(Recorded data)
--------------------
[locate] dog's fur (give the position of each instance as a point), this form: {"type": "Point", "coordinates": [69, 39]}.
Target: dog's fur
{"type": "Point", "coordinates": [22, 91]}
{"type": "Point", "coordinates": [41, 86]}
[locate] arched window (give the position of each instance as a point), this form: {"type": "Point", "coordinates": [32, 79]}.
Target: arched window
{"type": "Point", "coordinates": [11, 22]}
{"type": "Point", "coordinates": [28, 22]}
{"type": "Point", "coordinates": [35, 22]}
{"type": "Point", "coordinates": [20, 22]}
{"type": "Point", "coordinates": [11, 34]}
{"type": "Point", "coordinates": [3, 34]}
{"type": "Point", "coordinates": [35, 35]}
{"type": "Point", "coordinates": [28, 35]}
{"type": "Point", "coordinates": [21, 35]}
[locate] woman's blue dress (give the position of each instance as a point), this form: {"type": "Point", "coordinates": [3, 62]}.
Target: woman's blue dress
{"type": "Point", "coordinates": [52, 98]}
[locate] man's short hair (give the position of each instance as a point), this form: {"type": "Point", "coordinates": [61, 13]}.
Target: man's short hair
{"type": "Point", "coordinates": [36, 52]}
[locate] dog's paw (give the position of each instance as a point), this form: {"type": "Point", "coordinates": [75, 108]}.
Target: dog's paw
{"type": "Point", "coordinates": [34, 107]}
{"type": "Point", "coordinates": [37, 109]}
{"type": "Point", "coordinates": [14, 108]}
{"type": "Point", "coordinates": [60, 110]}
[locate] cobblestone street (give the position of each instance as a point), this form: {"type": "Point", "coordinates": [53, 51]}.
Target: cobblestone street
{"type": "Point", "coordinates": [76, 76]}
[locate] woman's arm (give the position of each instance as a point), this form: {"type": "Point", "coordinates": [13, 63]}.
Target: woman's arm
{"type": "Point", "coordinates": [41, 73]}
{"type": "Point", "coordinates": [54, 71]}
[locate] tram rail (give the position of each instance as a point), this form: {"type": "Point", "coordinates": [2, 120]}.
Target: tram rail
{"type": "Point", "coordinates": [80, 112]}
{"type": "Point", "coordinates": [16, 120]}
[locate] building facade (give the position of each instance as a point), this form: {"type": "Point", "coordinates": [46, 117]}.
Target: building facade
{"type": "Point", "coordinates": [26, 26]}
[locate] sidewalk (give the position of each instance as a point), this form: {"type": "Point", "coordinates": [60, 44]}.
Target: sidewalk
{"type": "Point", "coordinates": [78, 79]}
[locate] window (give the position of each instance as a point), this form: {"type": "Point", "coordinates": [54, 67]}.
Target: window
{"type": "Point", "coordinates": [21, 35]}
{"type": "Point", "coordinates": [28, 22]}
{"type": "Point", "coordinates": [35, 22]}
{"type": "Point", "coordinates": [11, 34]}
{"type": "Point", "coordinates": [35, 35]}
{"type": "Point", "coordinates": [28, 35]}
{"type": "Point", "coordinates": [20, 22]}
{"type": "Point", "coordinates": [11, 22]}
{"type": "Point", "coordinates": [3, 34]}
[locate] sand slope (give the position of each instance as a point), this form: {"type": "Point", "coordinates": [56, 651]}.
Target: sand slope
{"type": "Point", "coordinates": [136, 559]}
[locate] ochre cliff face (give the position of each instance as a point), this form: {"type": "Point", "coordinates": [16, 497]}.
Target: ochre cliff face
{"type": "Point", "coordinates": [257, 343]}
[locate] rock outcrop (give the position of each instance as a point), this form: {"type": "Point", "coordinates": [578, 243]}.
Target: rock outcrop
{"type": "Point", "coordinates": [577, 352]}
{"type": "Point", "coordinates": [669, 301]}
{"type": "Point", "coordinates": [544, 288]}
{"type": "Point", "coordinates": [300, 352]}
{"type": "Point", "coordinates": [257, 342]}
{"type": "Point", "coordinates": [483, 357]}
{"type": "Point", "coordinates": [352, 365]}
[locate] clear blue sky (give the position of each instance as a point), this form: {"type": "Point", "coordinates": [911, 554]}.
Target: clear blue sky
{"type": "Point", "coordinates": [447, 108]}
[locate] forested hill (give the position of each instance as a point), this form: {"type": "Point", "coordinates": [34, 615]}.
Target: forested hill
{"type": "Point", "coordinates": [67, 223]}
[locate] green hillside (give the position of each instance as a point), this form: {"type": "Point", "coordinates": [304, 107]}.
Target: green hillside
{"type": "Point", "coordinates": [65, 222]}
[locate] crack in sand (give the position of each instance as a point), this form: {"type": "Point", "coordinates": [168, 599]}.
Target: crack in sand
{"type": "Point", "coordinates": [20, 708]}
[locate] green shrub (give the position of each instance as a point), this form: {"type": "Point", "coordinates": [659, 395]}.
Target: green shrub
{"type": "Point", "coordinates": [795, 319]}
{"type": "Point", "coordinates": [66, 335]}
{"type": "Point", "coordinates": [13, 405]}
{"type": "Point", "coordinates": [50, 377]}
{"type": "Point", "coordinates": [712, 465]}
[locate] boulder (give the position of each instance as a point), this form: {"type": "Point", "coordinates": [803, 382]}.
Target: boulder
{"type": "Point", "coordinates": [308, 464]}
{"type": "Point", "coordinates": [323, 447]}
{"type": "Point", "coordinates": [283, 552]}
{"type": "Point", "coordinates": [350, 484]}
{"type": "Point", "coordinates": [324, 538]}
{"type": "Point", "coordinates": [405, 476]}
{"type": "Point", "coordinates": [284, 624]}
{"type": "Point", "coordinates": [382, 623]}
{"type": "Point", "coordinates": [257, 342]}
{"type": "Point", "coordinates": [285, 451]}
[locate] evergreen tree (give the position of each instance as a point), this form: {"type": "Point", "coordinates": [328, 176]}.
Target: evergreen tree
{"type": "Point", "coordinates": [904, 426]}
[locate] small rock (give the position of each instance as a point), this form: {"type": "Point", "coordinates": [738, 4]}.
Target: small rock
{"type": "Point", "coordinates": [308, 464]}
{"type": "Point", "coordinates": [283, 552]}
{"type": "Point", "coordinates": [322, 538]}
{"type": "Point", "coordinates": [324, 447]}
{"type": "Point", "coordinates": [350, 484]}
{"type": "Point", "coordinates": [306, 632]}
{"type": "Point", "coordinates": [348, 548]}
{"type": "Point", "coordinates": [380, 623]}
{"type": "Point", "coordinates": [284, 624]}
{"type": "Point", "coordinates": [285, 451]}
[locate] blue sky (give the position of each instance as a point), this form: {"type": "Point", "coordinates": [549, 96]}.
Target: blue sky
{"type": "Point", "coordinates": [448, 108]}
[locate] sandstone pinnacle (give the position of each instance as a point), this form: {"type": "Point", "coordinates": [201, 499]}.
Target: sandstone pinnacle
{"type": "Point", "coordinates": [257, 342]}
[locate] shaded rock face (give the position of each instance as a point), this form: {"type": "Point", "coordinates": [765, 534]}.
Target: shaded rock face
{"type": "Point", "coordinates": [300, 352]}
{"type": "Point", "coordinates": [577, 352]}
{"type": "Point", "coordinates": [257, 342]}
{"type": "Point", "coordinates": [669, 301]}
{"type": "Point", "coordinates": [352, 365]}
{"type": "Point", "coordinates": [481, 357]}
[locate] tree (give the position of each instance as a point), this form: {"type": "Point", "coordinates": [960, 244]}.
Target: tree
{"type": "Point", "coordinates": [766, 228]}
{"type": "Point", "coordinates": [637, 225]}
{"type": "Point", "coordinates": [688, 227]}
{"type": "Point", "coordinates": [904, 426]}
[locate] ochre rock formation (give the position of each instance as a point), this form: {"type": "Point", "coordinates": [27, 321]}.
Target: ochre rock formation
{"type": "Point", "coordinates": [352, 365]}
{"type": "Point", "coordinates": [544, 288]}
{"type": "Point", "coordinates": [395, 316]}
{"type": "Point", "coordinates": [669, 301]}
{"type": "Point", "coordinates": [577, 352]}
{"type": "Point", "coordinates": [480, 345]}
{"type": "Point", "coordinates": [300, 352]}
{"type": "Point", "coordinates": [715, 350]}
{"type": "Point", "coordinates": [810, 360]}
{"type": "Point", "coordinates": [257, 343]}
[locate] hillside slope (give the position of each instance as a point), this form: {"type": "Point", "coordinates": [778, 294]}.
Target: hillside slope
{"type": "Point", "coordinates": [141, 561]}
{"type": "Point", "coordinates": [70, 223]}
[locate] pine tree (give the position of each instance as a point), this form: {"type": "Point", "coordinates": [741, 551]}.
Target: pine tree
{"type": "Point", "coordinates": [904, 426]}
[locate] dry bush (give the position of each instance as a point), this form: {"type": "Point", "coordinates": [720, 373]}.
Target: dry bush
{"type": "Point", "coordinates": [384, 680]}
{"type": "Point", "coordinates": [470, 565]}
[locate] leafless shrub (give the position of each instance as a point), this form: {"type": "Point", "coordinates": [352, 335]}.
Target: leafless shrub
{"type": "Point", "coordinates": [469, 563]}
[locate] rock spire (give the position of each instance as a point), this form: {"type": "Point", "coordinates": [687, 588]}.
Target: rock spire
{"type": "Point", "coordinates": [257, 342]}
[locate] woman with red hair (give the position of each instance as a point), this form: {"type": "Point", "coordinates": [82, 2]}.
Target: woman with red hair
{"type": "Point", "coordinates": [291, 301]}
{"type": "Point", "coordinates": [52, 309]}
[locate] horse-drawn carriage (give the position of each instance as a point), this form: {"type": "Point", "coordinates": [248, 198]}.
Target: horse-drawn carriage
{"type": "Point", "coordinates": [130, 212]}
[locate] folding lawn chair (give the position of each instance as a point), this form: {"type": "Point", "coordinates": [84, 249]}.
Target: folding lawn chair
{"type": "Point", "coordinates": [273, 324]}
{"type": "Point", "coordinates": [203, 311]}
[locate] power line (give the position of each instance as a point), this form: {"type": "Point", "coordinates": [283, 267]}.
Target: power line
--------------------
- **YOUR TASK**: Copy the records from the line with "[locate] rock spire" up to and including their last line, swapping "horse-drawn carriage" for "ox-drawn wagon" and leaving everything else unchanged. Give only those lines.

- **EXPECTED ANSWER**:
[locate] rock spire (give the position of each instance as a point), this form: {"type": "Point", "coordinates": [687, 588]}.
Target: rock spire
{"type": "Point", "coordinates": [257, 342]}
[locate] woman with red hair (give the position of each instance as a point), this form: {"type": "Point", "coordinates": [82, 2]}.
Target: woman with red hair
{"type": "Point", "coordinates": [291, 301]}
{"type": "Point", "coordinates": [52, 309]}
[locate] ox-drawn wagon (give the position of each instance as a point), this form: {"type": "Point", "coordinates": [248, 198]}.
Target: ox-drawn wagon
{"type": "Point", "coordinates": [130, 212]}
[locate] folding lawn chair (give the position of each instance as a point), this form: {"type": "Point", "coordinates": [84, 249]}.
Target: folding lawn chair
{"type": "Point", "coordinates": [273, 324]}
{"type": "Point", "coordinates": [203, 311]}
[locate] power line (give the position of each instance as a point), this form: {"type": "Point", "coordinates": [283, 267]}.
Target: power line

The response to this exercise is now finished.